▸ Challenge:
Reproduce all entries precisely as they are written.

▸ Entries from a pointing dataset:
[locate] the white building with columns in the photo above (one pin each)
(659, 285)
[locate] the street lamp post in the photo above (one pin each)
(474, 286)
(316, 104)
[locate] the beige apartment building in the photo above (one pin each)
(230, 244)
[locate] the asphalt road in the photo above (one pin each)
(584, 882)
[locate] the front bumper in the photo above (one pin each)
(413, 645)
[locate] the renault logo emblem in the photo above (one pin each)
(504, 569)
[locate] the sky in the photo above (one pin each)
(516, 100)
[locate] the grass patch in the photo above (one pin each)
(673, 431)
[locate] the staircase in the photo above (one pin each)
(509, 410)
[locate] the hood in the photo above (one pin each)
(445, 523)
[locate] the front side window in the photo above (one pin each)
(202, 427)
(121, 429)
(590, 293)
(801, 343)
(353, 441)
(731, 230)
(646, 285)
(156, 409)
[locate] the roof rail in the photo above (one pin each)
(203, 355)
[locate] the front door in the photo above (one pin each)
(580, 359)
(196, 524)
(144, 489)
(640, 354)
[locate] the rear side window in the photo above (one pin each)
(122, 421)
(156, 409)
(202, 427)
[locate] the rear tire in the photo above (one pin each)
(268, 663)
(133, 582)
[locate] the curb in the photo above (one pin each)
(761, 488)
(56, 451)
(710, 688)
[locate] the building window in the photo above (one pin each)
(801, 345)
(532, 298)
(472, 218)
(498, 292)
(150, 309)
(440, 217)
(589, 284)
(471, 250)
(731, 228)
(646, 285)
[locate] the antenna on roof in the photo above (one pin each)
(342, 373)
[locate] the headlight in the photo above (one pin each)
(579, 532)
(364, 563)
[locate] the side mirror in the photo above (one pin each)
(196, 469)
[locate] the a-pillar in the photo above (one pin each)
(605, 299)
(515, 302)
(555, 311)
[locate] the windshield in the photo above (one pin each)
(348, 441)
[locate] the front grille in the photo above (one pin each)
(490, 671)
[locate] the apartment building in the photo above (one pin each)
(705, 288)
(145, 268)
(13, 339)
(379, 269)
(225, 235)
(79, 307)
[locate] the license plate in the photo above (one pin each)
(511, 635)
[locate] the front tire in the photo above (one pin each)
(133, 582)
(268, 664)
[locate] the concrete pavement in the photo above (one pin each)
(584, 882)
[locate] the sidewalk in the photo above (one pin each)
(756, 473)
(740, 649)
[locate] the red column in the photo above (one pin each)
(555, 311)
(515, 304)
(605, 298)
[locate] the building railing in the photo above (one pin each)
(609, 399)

▸ Exercise answer:
[locate] the white building with columns in the photo above (one pin each)
(659, 285)
[locate] the street lamp post in the photo above (one pin each)
(474, 286)
(316, 104)
[locate] the beige apartment building in the photo above (one pin each)
(230, 244)
[locate] the asphalt road in the photo above (one pin each)
(584, 882)
[locate] the front bumper in the photo above (one pin each)
(413, 645)
[locate] the renault logo emblem in the photo above (one pin each)
(504, 569)
[locate] the sky in the photo above (one pin each)
(516, 100)
[locate] the grass patch in the photo above (one pin each)
(673, 431)
[locate] the staircase in the photo above (one pin each)
(509, 410)
[locate] the hood in the photo above (one pin each)
(445, 523)
[locate] the front side window in the photo above (one pin each)
(202, 427)
(121, 429)
(590, 293)
(801, 343)
(353, 441)
(731, 230)
(646, 285)
(156, 409)
[locate] the roof rail in the photo above (one pin each)
(203, 355)
[locate] the front door in the photo above (one pin each)
(580, 359)
(196, 524)
(144, 489)
(640, 354)
[locate] the rear side window in the photo above (one pin each)
(122, 421)
(156, 409)
(202, 427)
[locate] the rear tire in the photo above (one pin each)
(268, 663)
(133, 582)
[locate] the curb in the photo above (one pin each)
(761, 488)
(56, 451)
(710, 688)
[locate] the building window in the photo above (one pin each)
(801, 345)
(532, 298)
(472, 218)
(498, 292)
(150, 309)
(440, 217)
(589, 284)
(471, 250)
(731, 228)
(646, 285)
[locate] the antenna on roof in the photo above (one pin each)
(342, 373)
[locate] the headlight in the photo above (one pin each)
(579, 532)
(364, 563)
[locate] the side mirror in the photo above (one pin each)
(196, 469)
[locate] the a-pillar in the photo above (one pin each)
(605, 299)
(515, 302)
(555, 311)
[locate] the windshield in the photo above (one pin each)
(348, 441)
[locate] the front grille in the photo above (one pin each)
(490, 671)
[locate] the apartment building in the photo above (one pin each)
(705, 288)
(145, 268)
(13, 339)
(379, 269)
(225, 235)
(79, 307)
[locate] the license plate in the photo above (one pin each)
(511, 635)
[locate] the front tire in the photo above (one pin each)
(133, 582)
(268, 664)
[locate] the concrete pavement in the photo above (one pin each)
(584, 882)
[locate] the sidewalk in the photo above (one pin each)
(756, 473)
(740, 649)
[locate] the red column in the photo above (one pin each)
(555, 311)
(515, 304)
(605, 298)
[locate] the building railing in the photo above (one pin each)
(609, 399)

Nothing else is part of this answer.